# Source text:
* * * * *
How can I archive data in Transforms?

VincentF · September 26, 2024, 1:14pm

I want to record all the different version of the data I’m processing.
For example, every day I have a dataset that updates with new data. I want to keep all the day’s data, as an historical log/archive of what was the data at a given point in time.

How can I archive data day after each other ?

VincentF · September 26, 2024, 1:14pm

You can use this community post’s code to generate fake data, if you want to test the behavior end-to-end: https://community.palantir.com/t/how-can-i-mock-incremental-behavior-in-code-repository/1381/2

Then you can archive the data, by keep appending the data to a given dataset, like in the below code.

from pyspark.sql import functions as F
from transforms.api import transform, Input, Output, incremental

@incremental(snapshot_inputs=["source_dataset"], require_incremental=True)
@transform(
    out=Output("/path/example_archival"),
    source_dataset=Input("/path/example_output"),
)
def compute(source_dataset, out):
    # If I want to copy paste the entire input on each run
    # I need to set the input as a "@incremental(snapshot_inputs=["source_dataset"])"
* * * * *
# Set problem A:
State whether each statement agrees with the forum thread, answering yes or no and quoting the words that decide it: (i) the archive is kept by appending data to a given dataset; (ii) the incremental decorator in the code sets require_incremental to False; (iii) the dataset in the example updates with new data every week.
# Set problem B:
Filter the listing and copy out every line that contains the string "black", treating uppercase and lowercase as different.
The forum thread has no connection to the listing that comes after it.

Excerpts of location labeling data
* * * * *
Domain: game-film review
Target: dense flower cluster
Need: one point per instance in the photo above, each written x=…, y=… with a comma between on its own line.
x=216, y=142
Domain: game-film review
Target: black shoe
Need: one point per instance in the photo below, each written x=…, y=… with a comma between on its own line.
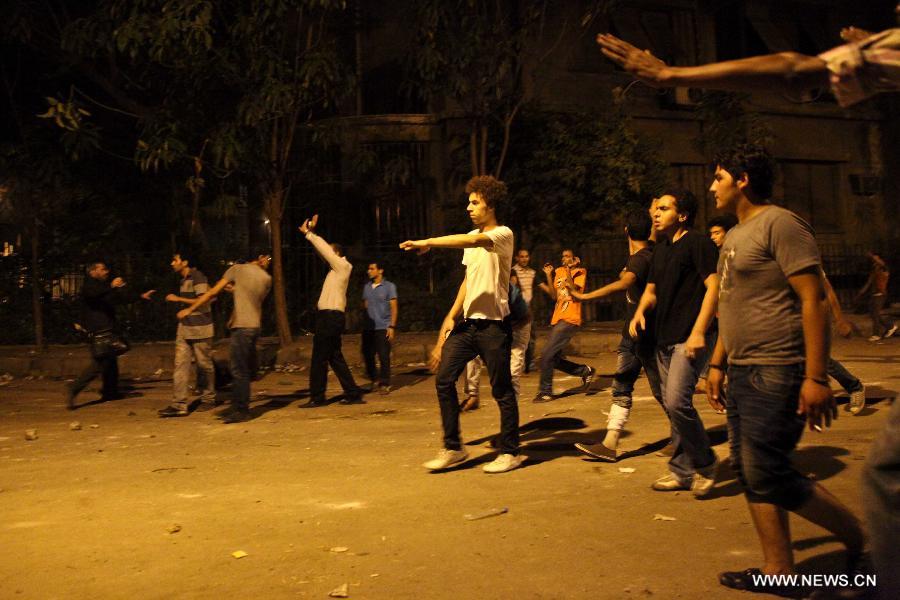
x=69, y=395
x=314, y=403
x=236, y=416
x=751, y=580
x=352, y=400
x=599, y=451
x=588, y=378
x=172, y=411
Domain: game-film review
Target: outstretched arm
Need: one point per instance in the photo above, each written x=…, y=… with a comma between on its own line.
x=784, y=71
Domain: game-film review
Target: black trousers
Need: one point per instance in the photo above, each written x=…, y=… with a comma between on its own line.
x=327, y=352
x=375, y=342
x=107, y=367
x=491, y=340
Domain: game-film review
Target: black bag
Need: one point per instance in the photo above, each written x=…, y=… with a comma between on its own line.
x=107, y=343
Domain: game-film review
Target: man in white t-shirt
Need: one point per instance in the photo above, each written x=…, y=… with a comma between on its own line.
x=485, y=331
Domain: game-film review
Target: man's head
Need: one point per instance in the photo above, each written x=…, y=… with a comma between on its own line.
x=98, y=270
x=523, y=257
x=375, y=271
x=675, y=211
x=569, y=258
x=747, y=171
x=486, y=193
x=719, y=226
x=638, y=226
x=179, y=262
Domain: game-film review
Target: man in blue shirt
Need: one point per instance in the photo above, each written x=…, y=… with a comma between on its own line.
x=380, y=302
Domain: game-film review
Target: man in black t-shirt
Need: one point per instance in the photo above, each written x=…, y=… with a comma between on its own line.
x=683, y=288
x=632, y=354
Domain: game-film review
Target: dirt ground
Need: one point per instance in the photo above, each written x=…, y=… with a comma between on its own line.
x=321, y=497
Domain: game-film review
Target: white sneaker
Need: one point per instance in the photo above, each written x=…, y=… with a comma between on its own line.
x=705, y=479
x=446, y=459
x=857, y=401
x=504, y=463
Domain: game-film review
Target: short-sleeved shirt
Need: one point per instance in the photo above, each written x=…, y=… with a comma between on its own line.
x=525, y=276
x=760, y=320
x=487, y=276
x=639, y=265
x=378, y=303
x=859, y=70
x=251, y=285
x=679, y=270
x=567, y=308
x=197, y=325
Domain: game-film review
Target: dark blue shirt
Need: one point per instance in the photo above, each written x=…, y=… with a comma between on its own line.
x=378, y=303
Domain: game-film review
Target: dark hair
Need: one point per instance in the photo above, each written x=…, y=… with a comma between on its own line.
x=491, y=189
x=638, y=225
x=685, y=204
x=756, y=162
x=726, y=222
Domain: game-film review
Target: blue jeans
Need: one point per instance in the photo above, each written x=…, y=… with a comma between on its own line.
x=678, y=375
x=844, y=377
x=491, y=340
x=763, y=430
x=243, y=364
x=630, y=358
x=552, y=356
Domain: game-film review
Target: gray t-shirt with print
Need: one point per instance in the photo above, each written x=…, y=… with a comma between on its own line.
x=251, y=285
x=760, y=319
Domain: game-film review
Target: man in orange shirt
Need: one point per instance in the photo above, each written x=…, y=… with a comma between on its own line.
x=566, y=322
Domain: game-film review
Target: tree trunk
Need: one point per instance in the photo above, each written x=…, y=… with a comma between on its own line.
x=274, y=210
x=37, y=310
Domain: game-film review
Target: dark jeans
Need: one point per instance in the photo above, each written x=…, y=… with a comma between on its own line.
x=552, y=356
x=630, y=358
x=679, y=376
x=881, y=499
x=491, y=340
x=242, y=349
x=327, y=352
x=107, y=367
x=763, y=430
x=844, y=377
x=375, y=342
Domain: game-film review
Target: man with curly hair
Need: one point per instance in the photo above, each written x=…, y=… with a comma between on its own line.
x=485, y=331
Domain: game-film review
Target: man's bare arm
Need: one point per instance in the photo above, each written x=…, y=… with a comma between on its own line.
x=784, y=71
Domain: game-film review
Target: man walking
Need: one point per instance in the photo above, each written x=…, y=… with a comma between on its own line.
x=99, y=297
x=483, y=300
x=774, y=346
x=250, y=285
x=330, y=322
x=565, y=322
x=380, y=303
x=193, y=340
x=632, y=354
x=682, y=287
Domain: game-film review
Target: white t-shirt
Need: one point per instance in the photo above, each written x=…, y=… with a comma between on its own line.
x=487, y=276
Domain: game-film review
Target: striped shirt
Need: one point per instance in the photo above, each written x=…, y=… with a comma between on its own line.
x=198, y=325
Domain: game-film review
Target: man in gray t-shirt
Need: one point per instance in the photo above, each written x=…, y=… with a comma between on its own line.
x=773, y=337
x=250, y=284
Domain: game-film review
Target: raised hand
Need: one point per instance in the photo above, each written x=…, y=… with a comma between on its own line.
x=640, y=63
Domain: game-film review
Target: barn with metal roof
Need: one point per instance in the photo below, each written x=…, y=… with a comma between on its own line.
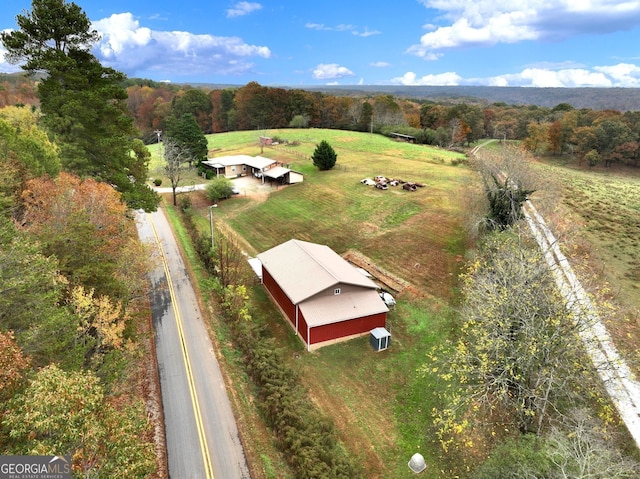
* * * * *
# Full output A:
(i) Yes: "by keep appending the data to a given dataset"
(ii) No: "require_incremental=True"
(iii) No: "every day I have a dataset that updates with new data"

# Full output B:
Target: black shoe
Target: black trousers
Target: black bag
Target: man in black t-shirt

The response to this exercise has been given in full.